#### Location identification items
--- BEGIN ---

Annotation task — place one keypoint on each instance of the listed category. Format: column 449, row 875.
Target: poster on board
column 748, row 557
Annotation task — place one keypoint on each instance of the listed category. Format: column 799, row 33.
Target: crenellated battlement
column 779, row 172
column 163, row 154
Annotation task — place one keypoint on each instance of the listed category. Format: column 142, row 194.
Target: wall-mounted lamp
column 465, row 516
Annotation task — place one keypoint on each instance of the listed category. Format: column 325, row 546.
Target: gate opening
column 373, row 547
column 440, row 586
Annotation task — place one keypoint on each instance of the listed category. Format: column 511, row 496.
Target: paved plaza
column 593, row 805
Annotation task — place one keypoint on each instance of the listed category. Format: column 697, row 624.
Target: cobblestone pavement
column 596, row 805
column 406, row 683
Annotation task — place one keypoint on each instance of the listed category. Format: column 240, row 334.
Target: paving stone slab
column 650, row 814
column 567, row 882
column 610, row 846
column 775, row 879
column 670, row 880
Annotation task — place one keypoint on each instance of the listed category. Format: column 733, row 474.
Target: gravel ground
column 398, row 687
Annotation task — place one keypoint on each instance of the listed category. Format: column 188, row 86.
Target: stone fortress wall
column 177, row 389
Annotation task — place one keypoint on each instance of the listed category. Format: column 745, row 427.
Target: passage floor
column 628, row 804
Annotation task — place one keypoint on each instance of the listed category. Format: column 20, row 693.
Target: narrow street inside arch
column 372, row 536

--- END ---

#### BRIEF
Turn the material above into a numbered list with one entry per line, leaving out any blank lines.

#### EXERCISE OUTPUT
1. Annotation task — place one keypoint on each instance of the listed category. Format: column 449, row 875.
2. Target: poster on board
3. column 748, row 557
4. Annotation task — place one keypoint on each instance of the listed category. Format: column 799, row 33.
5. Target: crenellated battlement
6. column 779, row 172
7. column 163, row 154
8. Annotation task — place one keypoint on each instance of the listed category. Format: column 142, row 194.
9. Target: wall-mounted lamp
10. column 465, row 516
11. Annotation task — place one keypoint on each instance of the listed category. Format: column 325, row 546.
12. Target: gate opening
13. column 373, row 547
14. column 440, row 586
15. Annotation task — place one keypoint on each instance of the listed category. Format: column 511, row 496.
16. Target: paved plaza
17. column 593, row 805
18. Annotation task — place one keypoint on each instance of the listed category. Format: column 697, row 624.
19. Target: cobblestone pavement
20. column 596, row 805
21. column 406, row 683
22. Annotation task — place one keypoint on each instance of the listed category. Format: column 240, row 334.
23. Target: paving stone slab
24. column 650, row 814
25. column 567, row 882
26. column 610, row 846
27. column 775, row 879
28. column 670, row 880
29. Annotation task — place one keypoint on each instance of the listed category. Format: column 733, row 474.
30. Target: gravel ground
31. column 398, row 687
32. Annotation task — place one keypoint on each instance of the listed category. Format: column 188, row 86.
33. Target: stone fortress wall
34. column 177, row 389
35. Annotation task — place one keypoint on each instance of the listed category. Format: column 745, row 427.
36. Target: passage floor
37. column 628, row 804
38. Annotation task — place one keypoint on each instance of the listed category. Format: column 20, row 693.
39. Target: narrow street inside arch
40. column 372, row 536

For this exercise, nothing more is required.